* _Texto apresentado_
Os romances na voz das
suas personagens também disseminam pequenas lições de gestão. Não são as buzzwords que fazem a riqueza dos
chamados gurús e consultores, mas pequenas lições de bom senso. O Avô,
comerciante e personagem Tocata para Dois
Clarins de Mário Cláudio, recorre ao navio, metáfora antiga, que já
encapelava a República de Platão,
para dar uma pequena lição de gestão: “Dirigir um estabelecimento é como
tripular um navio, certificando-se a gente de que lado sopram os ventos, da
direcção da agulha de marear, do estado das marés, da disciplina da equipagem,
do nível de funcionamento das geringonças que, sem nunca parar, vão labutando,
na casa das máquinas, e só assim, meus amigos, sob o plácido olhar do Grande
Arquitecto do Universo, é que conseguiremos atingir o porto seguro”.
Henry
Burnay e os escritores
Em Portugal, Henry Burnay foi um alvo privilegiado para jornalistas e
escritores. Raul Brandão recorda nas suas Memórias,
o projecto de um livro sonhado por Fialho de Almeida e que nunca chegou a
escrever, chamar-se-ia A Cloaca e “o primeiro capítulo está feito: é uma festa
da alta sociedade no claustro da Batalha... Aproveito a época do Burnay e do
marquês da Foz, a luta da finança, quando o Foz tinha palácios e o Moser carro
a duas parelhas. Deram-se festas esplêndidas... Tenho as figuras todas, homens
de negócios e jornalistas, o Mariano e o Navarro... um dia alugam um comboio e
vão dar uma festa no claustro da Batalha. É uma ceia formidável, com mulheres
de grande roda, políticos, literatos e, dentro do claustro, entre a grandeza e
a severidade daquelas pedras, caem de bêbados e mijam pelos cantos, nos
túmulos». Fialho de Almeida chamou-lhe «pulgão polimórfico» e Eça de Queirós
ter-se-á inspirado em Burnay para a criação do banqueiro Cohen de Os Maias.

* _Entradas do exercício_
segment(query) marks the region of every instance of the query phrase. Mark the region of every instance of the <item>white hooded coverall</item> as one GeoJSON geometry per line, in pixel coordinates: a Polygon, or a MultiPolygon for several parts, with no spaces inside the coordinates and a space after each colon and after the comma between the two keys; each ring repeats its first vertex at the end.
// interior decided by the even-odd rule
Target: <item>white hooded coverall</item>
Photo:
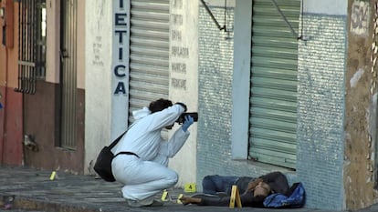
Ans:
{"type": "Polygon", "coordinates": [[[189,132],[180,127],[166,141],[162,138],[161,131],[173,125],[184,111],[184,108],[176,104],[153,114],[147,107],[133,112],[135,122],[111,149],[114,155],[126,151],[140,157],[119,155],[112,160],[115,179],[125,185],[122,187],[124,198],[153,201],[157,193],[177,183],[177,173],[167,167],[168,157],[174,156],[181,149],[189,132]]]}

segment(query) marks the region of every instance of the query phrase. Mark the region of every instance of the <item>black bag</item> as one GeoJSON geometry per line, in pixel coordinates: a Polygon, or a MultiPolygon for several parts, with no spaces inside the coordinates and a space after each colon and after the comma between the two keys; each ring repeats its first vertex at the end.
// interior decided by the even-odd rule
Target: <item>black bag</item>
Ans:
{"type": "MultiPolygon", "coordinates": [[[[100,151],[99,156],[97,156],[95,166],[93,167],[94,170],[99,174],[99,176],[108,182],[114,182],[115,178],[113,173],[111,172],[111,161],[114,158],[114,154],[110,151],[114,146],[121,140],[122,136],[126,132],[122,133],[117,139],[115,139],[109,146],[104,146],[101,151],[100,151]]],[[[122,152],[119,153],[121,154],[122,152]]],[[[119,155],[117,154],[117,155],[119,155]]]]}

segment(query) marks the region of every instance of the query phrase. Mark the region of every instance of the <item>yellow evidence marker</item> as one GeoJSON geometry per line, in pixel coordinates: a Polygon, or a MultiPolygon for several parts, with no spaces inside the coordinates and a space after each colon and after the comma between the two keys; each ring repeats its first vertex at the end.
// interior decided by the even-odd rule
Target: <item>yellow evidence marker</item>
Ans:
{"type": "Polygon", "coordinates": [[[181,197],[183,197],[183,194],[180,194],[179,197],[177,197],[177,204],[183,204],[183,202],[180,200],[181,197]]]}
{"type": "Polygon", "coordinates": [[[162,201],[168,201],[168,191],[167,191],[167,189],[164,189],[164,191],[163,192],[163,195],[162,195],[162,201]]]}
{"type": "Polygon", "coordinates": [[[193,193],[196,191],[195,183],[185,183],[184,191],[186,193],[193,193]]]}

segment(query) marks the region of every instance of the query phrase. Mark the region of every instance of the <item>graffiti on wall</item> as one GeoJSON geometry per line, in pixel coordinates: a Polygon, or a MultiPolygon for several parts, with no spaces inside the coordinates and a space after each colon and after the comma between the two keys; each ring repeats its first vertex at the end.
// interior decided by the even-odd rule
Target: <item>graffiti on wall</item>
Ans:
{"type": "MultiPolygon", "coordinates": [[[[171,1],[171,7],[174,12],[181,12],[183,9],[183,0],[171,1]]],[[[184,16],[181,14],[171,14],[171,70],[177,73],[176,77],[171,78],[171,86],[174,89],[186,90],[186,79],[178,77],[182,74],[186,74],[186,62],[184,59],[189,58],[189,48],[182,46],[183,32],[181,26],[184,25],[184,16]]]]}
{"type": "Polygon", "coordinates": [[[117,80],[116,87],[114,88],[114,95],[127,95],[127,86],[125,81],[128,80],[128,64],[129,58],[129,24],[130,14],[124,0],[119,0],[117,8],[115,9],[113,16],[113,40],[115,46],[113,46],[116,55],[117,63],[113,66],[113,75],[117,80]]]}
{"type": "Polygon", "coordinates": [[[351,7],[351,33],[367,35],[369,30],[369,2],[355,0],[351,7]]]}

* _Exercício 1_
Segundo o texto apresentado, que título teria o livro sonhado por Fialho de Almeida e que ele nunca chegou a escrever?
* _Exercício 2_
Converta em tabela Markdown, com as colunas Número e Conteúdo, o trecho das entradas que começa na linha que contém "of the <item>graffiti" e termina no fim das entradas, incluindo as duas pontas e deixando de fora as linhas em branco.

* _Resposta 1_
O livro se chamaria A Cloaca.

* _Resposta 2_
| Número | Conteúdo |
|---|---|
| 1 | segment(query) marks the region of every instance of the query phrase. Mark the region of every instance of the <item>graffiti on wall</item> as one GeoJSON geometry per line, in pixel coordinates: a Polygon, or a MultiPolygon for several parts, with no spaces inside the coordinates and a space after each colon and after the comma between the two keys; each ring repeats its first vertex at the end. |
| 2 | // interior decided by the even-odd rule |
| 3 | Target: <item>graffiti on wall</item> |
| 4 | Ans: |
| 5 | {"type": "MultiPolygon", "coordinates": [[[[171,1],[171,7],[174,12],[181,12],[183,9],[183,0],[171,1]]],[[[184,16],[181,14],[171,14],[171,70],[177,73],[176,77],[171,78],[171,86],[174,89],[186,90],[186,79],[178,77],[182,74],[186,74],[186,62],[184,59],[189,58],[189,48],[182,46],[183,32],[181,26],[184,25],[184,16]]]]} |
| 6 | {"type": "Polygon", "coordinates": [[[117,80],[116,87],[114,88],[114,95],[127,95],[127,86],[125,81],[128,80],[128,64],[129,58],[129,24],[130,14],[124,0],[119,0],[117,8],[115,9],[113,16],[113,40],[115,46],[113,46],[116,55],[117,63],[113,66],[113,75],[117,80]]]} |
| 7 | {"type": "Polygon", "coordinates": [[[351,7],[351,33],[367,35],[369,30],[369,2],[355,0],[351,7]]]} |